JOB: Exactly as given, write out the lines from the one containing "Locate every instance of the dusk" through the end of the listing, with both ends included and nothing else.

RECORDS PROVIDED:
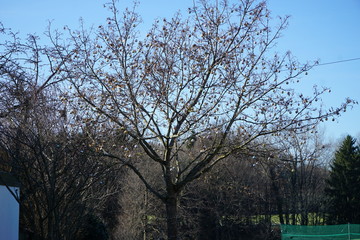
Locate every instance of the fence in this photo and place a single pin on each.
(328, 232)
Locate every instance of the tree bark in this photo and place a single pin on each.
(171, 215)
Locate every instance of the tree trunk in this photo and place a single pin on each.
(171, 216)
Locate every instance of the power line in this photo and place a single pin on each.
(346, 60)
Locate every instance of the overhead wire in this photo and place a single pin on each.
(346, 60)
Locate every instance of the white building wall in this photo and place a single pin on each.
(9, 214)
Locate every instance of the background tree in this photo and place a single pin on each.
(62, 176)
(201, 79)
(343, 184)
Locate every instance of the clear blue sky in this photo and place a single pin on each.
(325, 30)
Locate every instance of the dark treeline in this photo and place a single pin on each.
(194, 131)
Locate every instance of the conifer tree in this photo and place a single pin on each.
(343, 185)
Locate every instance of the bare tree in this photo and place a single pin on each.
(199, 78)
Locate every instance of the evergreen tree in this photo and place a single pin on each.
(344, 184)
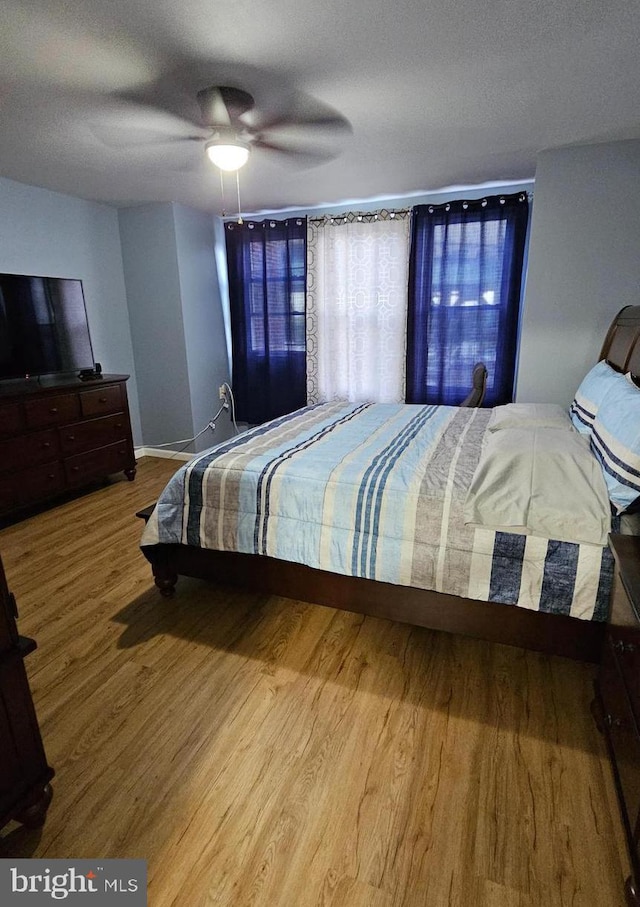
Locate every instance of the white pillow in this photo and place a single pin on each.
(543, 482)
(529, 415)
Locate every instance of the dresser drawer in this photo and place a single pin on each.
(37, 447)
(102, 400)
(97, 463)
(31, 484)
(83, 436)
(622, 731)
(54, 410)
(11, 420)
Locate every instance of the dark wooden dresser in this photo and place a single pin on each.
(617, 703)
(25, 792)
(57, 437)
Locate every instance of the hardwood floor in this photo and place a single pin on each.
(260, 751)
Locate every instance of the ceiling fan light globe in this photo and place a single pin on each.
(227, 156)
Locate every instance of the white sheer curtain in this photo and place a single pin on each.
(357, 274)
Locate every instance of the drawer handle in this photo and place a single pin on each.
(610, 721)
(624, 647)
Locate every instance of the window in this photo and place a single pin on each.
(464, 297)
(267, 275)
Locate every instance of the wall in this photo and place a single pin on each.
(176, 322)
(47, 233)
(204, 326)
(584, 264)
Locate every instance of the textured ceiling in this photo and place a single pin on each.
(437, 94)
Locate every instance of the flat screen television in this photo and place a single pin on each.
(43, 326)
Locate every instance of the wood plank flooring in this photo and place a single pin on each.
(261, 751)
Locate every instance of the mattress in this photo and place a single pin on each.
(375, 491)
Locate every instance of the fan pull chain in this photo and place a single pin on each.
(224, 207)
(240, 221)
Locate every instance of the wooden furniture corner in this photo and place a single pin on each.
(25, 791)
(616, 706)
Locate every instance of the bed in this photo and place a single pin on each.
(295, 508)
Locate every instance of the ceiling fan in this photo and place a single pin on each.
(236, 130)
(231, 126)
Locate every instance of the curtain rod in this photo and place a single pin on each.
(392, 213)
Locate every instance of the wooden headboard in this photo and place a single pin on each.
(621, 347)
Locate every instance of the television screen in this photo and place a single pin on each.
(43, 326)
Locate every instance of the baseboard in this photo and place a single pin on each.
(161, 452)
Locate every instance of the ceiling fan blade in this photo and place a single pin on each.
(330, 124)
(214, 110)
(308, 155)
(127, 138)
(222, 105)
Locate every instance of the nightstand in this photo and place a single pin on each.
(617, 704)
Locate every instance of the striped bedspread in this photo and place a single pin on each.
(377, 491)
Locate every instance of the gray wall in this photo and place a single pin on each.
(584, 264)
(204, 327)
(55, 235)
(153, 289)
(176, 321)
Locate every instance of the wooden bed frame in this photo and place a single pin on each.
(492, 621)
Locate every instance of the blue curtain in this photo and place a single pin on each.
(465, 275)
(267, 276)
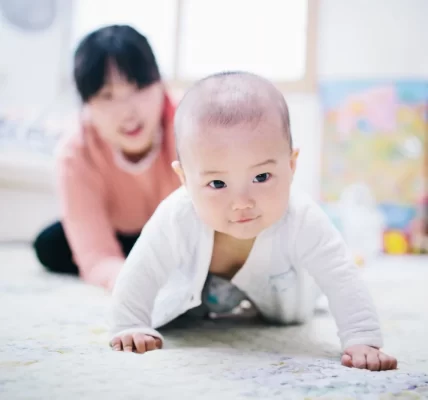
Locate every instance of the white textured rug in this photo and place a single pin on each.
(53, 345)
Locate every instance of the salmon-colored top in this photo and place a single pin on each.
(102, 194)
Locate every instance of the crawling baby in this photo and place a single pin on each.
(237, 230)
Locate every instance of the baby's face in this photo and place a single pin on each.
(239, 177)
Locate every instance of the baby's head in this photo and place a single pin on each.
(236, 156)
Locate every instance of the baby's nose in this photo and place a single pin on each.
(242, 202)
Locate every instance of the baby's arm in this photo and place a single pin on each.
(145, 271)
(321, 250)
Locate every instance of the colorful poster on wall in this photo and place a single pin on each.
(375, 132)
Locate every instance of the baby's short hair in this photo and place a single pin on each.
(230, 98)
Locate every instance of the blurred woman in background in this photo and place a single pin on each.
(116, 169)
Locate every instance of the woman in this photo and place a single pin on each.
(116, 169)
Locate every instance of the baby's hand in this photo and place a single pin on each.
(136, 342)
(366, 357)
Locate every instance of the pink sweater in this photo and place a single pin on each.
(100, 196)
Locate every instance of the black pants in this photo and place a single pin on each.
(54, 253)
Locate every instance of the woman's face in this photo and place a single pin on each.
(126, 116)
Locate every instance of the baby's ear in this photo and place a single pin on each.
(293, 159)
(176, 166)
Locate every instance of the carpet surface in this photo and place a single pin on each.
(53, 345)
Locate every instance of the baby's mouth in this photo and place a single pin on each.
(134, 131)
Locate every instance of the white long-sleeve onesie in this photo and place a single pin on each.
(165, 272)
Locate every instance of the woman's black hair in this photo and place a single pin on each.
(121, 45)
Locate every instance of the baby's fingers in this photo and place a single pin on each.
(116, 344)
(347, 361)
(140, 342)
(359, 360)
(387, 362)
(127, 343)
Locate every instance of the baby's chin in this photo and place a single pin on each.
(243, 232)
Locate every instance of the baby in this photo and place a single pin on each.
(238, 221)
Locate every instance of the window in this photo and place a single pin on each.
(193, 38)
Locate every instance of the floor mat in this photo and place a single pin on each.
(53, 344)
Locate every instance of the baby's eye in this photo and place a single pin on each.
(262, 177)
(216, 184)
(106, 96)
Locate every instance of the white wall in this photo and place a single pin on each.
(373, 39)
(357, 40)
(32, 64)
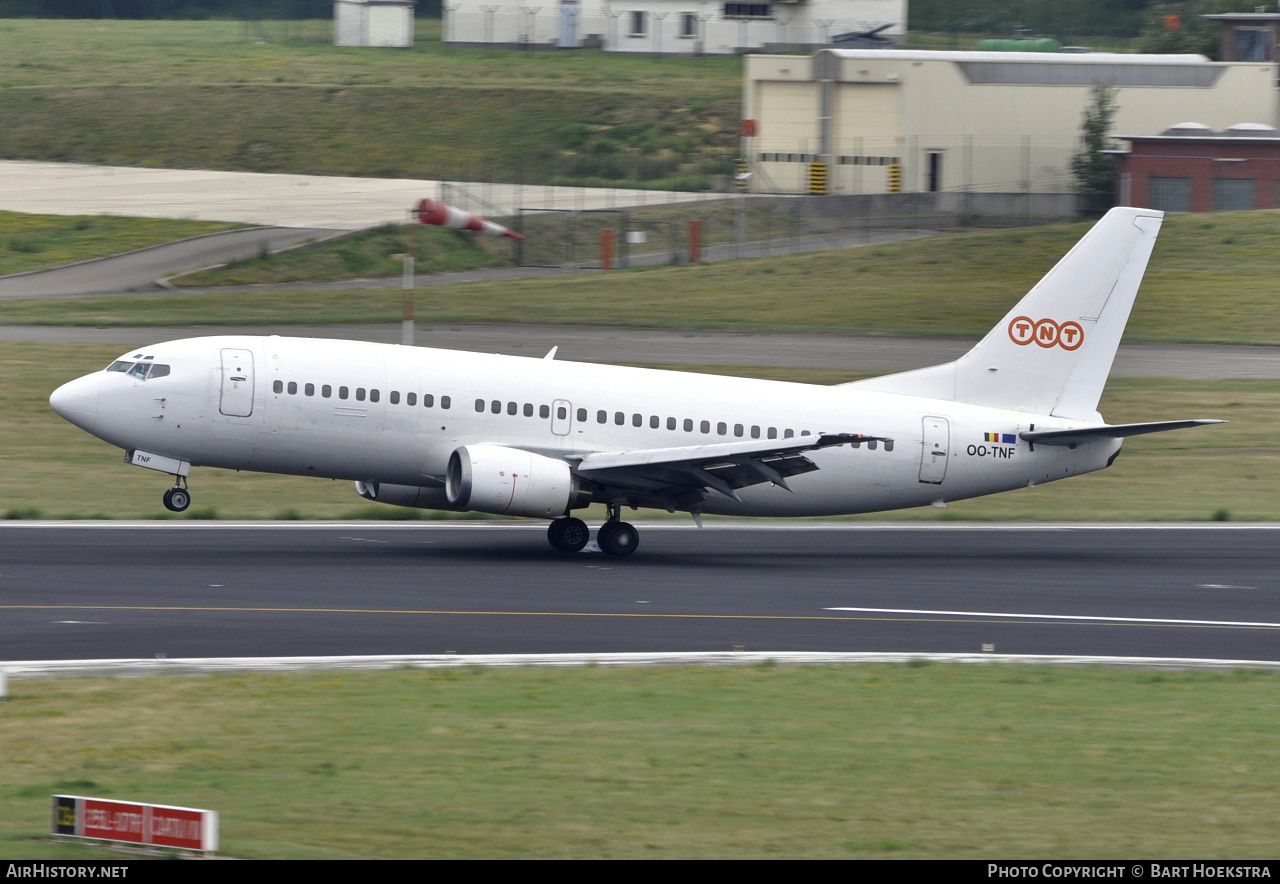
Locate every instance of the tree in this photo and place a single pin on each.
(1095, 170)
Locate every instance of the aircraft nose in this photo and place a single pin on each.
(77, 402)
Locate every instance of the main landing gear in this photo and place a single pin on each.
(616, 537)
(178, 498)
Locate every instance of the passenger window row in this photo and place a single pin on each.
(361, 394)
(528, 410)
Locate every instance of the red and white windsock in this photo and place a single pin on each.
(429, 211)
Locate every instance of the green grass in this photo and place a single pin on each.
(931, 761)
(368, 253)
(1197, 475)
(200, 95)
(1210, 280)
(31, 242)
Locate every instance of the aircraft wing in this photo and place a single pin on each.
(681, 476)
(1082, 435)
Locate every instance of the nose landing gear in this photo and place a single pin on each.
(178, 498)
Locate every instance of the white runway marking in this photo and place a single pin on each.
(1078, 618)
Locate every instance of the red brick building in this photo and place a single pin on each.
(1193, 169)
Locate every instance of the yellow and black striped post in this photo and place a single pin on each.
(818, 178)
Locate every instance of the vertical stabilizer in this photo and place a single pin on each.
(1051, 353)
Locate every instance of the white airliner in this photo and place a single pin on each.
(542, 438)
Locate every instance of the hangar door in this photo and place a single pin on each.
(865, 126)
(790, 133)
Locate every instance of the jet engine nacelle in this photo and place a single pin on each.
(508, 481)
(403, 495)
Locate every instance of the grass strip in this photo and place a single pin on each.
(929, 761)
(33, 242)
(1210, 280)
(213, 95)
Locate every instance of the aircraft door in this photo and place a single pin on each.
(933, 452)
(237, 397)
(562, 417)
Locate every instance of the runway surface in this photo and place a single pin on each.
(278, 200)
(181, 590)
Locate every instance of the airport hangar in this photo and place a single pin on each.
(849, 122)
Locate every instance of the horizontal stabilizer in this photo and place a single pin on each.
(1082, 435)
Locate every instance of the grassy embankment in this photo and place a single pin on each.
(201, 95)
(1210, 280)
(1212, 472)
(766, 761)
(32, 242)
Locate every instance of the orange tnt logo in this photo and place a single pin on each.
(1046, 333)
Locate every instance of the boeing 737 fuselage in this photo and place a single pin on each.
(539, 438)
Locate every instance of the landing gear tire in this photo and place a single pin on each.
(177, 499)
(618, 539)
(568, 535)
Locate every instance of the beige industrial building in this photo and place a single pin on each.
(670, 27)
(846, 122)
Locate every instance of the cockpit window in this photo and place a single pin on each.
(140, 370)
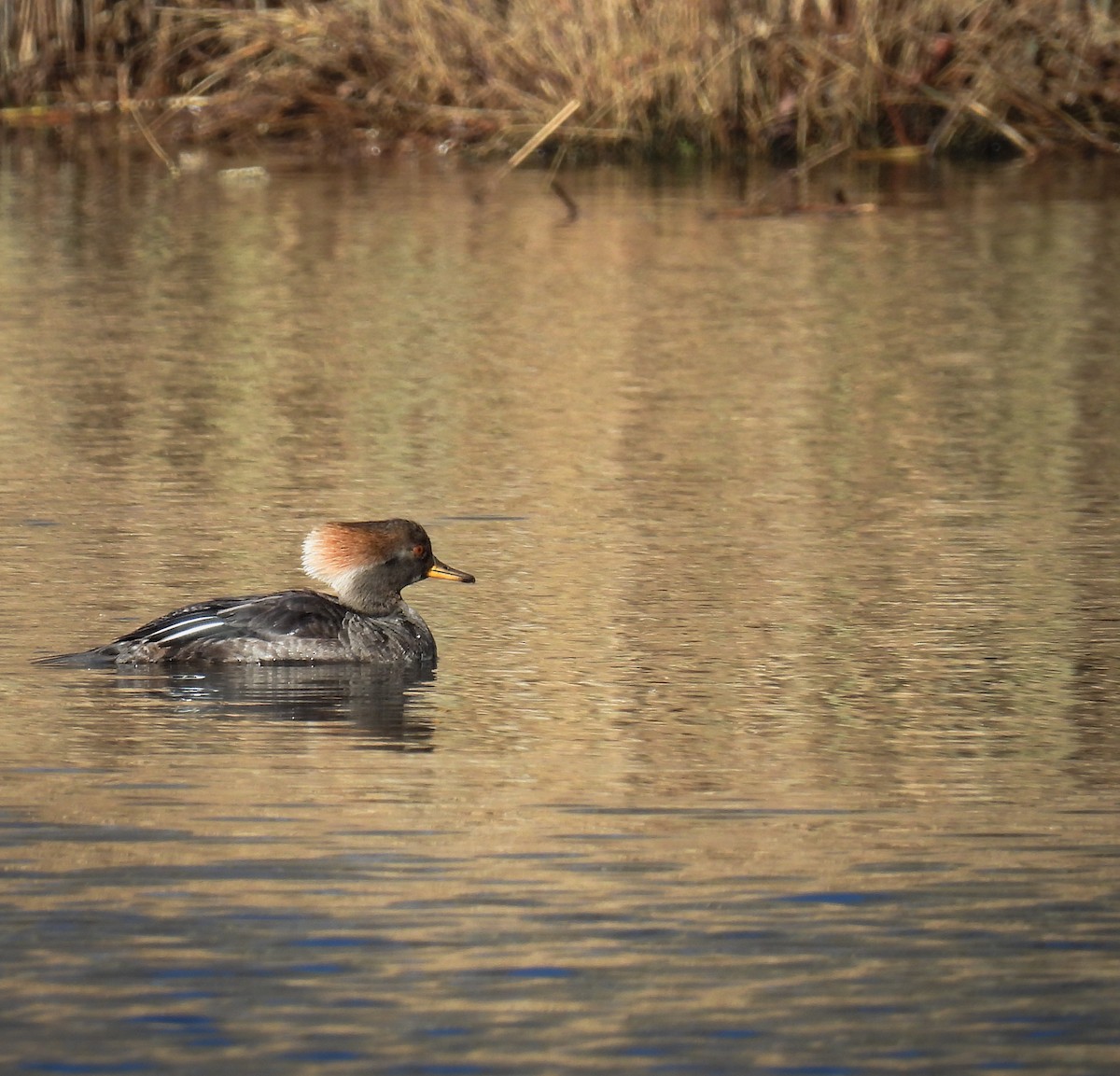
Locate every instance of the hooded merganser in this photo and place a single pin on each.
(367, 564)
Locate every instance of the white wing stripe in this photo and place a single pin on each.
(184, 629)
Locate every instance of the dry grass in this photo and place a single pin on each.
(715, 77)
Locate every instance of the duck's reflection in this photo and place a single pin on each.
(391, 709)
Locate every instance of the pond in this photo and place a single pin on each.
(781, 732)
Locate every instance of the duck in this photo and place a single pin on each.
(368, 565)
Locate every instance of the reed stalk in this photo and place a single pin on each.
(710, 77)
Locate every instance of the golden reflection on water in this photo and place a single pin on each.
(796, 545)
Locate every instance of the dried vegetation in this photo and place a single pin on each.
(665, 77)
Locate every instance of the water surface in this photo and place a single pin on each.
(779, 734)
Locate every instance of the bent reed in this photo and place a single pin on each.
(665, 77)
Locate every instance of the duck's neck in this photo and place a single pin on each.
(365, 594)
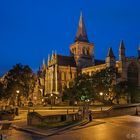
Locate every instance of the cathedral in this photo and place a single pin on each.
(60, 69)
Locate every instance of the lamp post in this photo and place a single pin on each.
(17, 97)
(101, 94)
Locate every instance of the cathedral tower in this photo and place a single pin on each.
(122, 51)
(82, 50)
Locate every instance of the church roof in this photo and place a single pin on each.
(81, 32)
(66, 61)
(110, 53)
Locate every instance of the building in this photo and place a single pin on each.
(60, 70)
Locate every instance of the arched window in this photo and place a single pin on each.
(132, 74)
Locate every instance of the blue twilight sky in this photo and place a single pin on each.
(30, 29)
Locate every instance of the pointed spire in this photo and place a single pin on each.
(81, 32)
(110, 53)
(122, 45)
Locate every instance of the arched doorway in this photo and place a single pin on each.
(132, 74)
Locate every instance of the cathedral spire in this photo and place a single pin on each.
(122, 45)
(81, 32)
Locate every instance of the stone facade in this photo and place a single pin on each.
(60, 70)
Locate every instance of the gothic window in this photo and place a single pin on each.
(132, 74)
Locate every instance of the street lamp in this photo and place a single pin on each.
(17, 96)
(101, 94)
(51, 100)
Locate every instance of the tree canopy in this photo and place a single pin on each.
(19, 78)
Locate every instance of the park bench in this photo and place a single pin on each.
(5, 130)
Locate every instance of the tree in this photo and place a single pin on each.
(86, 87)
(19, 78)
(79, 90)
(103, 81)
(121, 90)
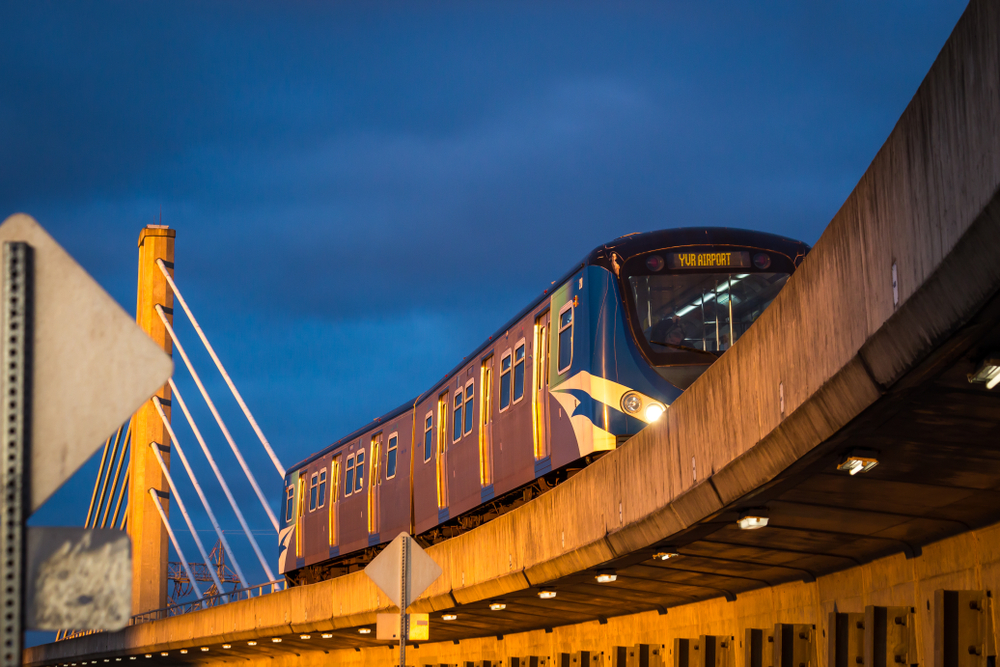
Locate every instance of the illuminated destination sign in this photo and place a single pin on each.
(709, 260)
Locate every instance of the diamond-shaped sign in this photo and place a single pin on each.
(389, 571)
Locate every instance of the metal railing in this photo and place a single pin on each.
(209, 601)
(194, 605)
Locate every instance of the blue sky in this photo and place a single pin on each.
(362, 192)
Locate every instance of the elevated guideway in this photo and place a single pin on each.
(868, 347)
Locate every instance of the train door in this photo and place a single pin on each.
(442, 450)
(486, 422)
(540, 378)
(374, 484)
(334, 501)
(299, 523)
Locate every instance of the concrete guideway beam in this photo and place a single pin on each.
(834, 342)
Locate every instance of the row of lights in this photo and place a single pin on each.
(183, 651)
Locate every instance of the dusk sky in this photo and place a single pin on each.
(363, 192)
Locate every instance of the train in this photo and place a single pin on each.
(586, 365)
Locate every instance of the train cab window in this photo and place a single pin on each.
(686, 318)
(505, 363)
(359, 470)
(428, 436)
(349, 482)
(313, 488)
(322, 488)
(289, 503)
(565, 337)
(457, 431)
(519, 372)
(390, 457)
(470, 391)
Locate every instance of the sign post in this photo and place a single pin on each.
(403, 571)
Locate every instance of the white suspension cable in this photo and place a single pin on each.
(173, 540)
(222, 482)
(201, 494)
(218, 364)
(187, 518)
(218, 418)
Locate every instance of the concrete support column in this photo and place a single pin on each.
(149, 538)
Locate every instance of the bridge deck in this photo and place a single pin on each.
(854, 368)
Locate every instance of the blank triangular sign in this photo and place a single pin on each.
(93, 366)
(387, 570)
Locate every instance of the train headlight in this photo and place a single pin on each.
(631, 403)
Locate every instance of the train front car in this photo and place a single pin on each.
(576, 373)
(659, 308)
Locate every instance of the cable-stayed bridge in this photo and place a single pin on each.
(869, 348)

SOLUTION FOR THIS TASK:
Locate every instance of the dusk sky in this photo and place a single pin on each.
(363, 192)
Locate every instance of the train in this photo and place a single pin on each.
(586, 365)
Locate every instance of the train cab window in this photo and place a single pin on each.
(686, 318)
(505, 363)
(359, 470)
(428, 436)
(349, 482)
(313, 488)
(322, 488)
(289, 503)
(565, 337)
(457, 431)
(519, 372)
(390, 457)
(470, 391)
Locate every instance of the sign post in this photo and place a single pin on each.
(403, 571)
Locate every instance of the white suspension cable in this photo and place a single pin on each.
(173, 540)
(222, 482)
(201, 494)
(218, 364)
(187, 518)
(218, 418)
Locate every instance of the concrete support column in this photo and place a single pin on each.
(149, 538)
Locate every instance of the bridge deck in this photo and place a single pin on each.
(854, 368)
Locate every instance of the blank triangular sign in this photo and place a single pin on each.
(93, 366)
(387, 570)
Locate every instance of the train headlight in this photo and place a single pin on each.
(631, 403)
Locate every instance of the train front car in this photo and place a single pin on each.
(576, 373)
(659, 308)
Locate every instance of the cable-stayed bridge in this photo and place a single pin on each.
(869, 348)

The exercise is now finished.